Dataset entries
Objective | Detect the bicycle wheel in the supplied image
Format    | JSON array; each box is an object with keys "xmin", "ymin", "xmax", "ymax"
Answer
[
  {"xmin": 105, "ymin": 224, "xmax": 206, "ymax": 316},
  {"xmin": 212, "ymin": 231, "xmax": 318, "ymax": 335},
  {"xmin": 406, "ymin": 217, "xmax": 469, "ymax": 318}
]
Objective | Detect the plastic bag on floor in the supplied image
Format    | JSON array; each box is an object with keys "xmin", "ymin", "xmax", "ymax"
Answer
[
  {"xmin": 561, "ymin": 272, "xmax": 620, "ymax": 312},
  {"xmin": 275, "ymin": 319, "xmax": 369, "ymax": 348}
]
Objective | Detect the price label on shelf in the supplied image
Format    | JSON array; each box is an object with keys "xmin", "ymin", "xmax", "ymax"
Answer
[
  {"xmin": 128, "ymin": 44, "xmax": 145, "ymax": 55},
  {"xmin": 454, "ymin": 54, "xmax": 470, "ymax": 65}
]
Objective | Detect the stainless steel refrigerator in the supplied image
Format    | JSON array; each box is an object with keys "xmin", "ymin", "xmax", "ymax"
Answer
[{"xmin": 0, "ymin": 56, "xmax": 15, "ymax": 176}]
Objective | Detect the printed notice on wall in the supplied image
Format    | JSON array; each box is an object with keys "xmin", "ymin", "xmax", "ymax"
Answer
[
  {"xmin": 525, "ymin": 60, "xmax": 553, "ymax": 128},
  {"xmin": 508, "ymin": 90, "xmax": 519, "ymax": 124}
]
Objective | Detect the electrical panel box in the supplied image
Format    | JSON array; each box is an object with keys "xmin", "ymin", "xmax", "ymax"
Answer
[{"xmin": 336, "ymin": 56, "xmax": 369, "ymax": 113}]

» Work order: So that nothing is lost, please reproduce each entry exactly as written.

» Finished task:
Objective | Detect the bicycle wheel in the supplied image
Format    | JSON array; each box is an object with keys "xmin", "ymin", "xmax", "ymax"
Answer
[
  {"xmin": 105, "ymin": 224, "xmax": 206, "ymax": 316},
  {"xmin": 212, "ymin": 231, "xmax": 318, "ymax": 335},
  {"xmin": 406, "ymin": 217, "xmax": 469, "ymax": 318}
]
Objective | Detect the plastic bag on floor in the supplied image
Format    | JSON array; each box is an object with keys "xmin", "ymin", "xmax", "ymax"
Answer
[
  {"xmin": 561, "ymin": 272, "xmax": 620, "ymax": 312},
  {"xmin": 275, "ymin": 319, "xmax": 369, "ymax": 348}
]
Objective | Detect the price label on shelf in the supplied image
Format    | JSON array; each box is an object with keys "xmin", "ymin", "xmax", "ymax"
Answer
[
  {"xmin": 128, "ymin": 44, "xmax": 145, "ymax": 55},
  {"xmin": 454, "ymin": 54, "xmax": 470, "ymax": 65}
]
Objective | Detect the stainless steel refrigerator in the supplied image
Format    | JSON array; each box is an object with keys "xmin", "ymin", "xmax", "ymax"
Answer
[{"xmin": 0, "ymin": 56, "xmax": 15, "ymax": 176}]
Objective | Detect the printed notice on wall in the supplied image
Format    | JSON array; each box is an object with keys "xmin", "ymin", "xmax", "ymax"
Answer
[
  {"xmin": 525, "ymin": 60, "xmax": 553, "ymax": 128},
  {"xmin": 508, "ymin": 90, "xmax": 519, "ymax": 124}
]
Objective | Detect the electrical panel box in the supplied image
Format    | JSON array; each box is an object with keys "xmin", "ymin", "xmax", "ymax"
Answer
[{"xmin": 336, "ymin": 56, "xmax": 369, "ymax": 113}]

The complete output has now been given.